→ **Problem details**
Swap "dense green shrub" for "leafy green bush" in the part of the data that opens with the line containing "Mark the dense" and closes with the line containing "Target: dense green shrub". Write out only those lines, with everything else left as it is.

[Point annotation records]
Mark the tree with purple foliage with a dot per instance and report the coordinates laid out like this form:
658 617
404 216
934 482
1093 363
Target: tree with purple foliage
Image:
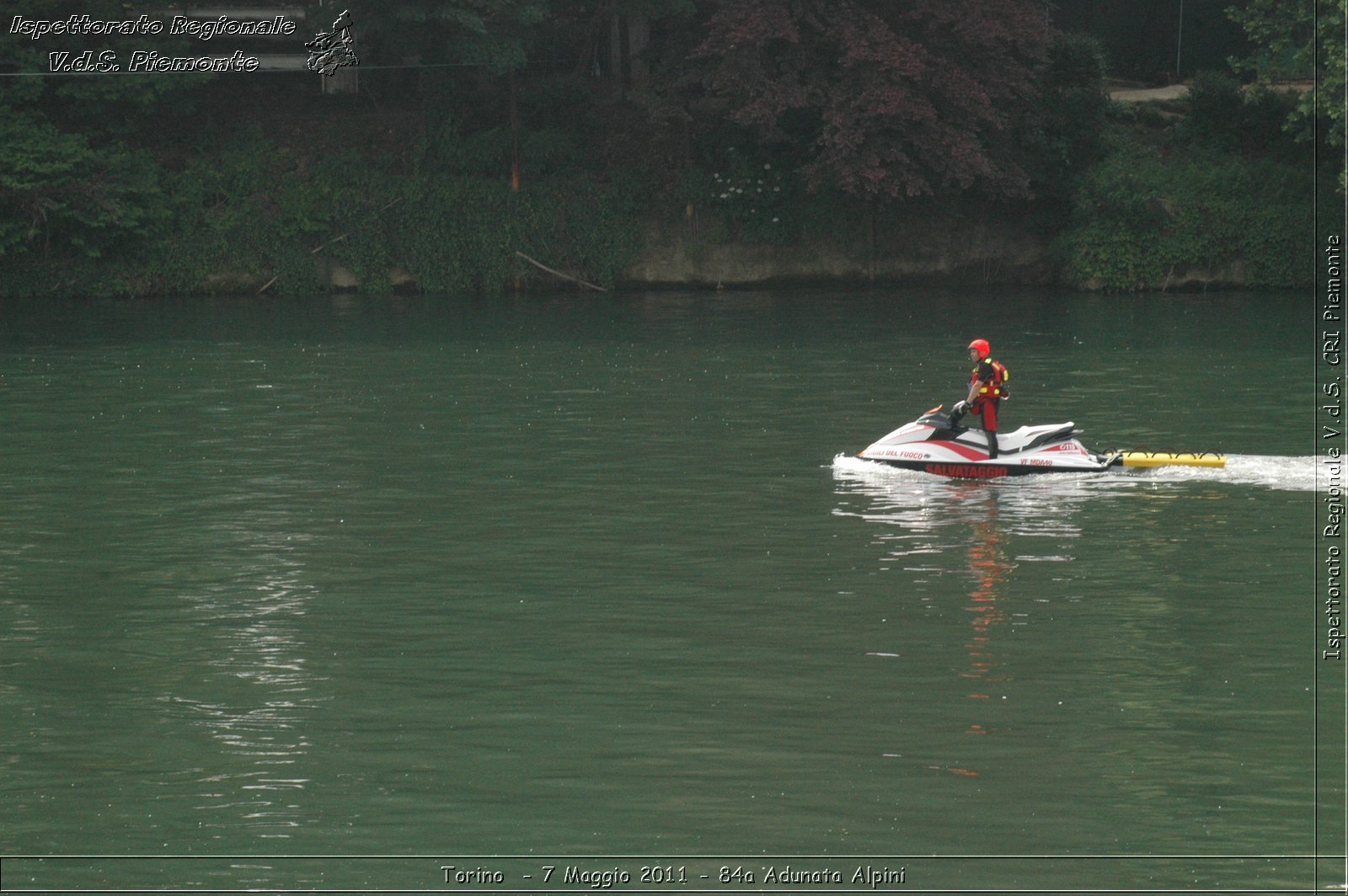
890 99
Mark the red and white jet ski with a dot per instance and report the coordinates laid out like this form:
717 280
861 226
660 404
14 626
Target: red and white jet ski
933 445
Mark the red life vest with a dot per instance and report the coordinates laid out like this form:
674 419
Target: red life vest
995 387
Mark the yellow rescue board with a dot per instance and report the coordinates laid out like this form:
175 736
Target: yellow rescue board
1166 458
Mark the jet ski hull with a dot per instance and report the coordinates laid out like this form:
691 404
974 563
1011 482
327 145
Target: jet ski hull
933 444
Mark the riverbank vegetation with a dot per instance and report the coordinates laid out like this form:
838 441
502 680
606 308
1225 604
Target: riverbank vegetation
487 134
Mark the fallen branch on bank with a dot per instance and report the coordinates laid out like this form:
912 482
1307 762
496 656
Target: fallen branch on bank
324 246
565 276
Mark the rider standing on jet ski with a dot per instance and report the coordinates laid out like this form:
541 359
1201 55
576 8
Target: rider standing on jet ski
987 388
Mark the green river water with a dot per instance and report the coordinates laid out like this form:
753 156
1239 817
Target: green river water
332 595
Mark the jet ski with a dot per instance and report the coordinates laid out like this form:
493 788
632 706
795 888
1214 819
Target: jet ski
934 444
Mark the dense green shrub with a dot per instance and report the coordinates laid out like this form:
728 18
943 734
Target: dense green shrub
---
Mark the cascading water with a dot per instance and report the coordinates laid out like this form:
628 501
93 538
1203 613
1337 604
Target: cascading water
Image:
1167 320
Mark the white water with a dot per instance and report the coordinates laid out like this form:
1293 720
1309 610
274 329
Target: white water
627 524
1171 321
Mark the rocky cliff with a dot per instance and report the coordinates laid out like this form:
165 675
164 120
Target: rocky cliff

→ **Worked solution**
Mark the leafy green bush with a dot per instance and report the coordinates laid out like this form:
728 18
943 734
Target: leafy green bush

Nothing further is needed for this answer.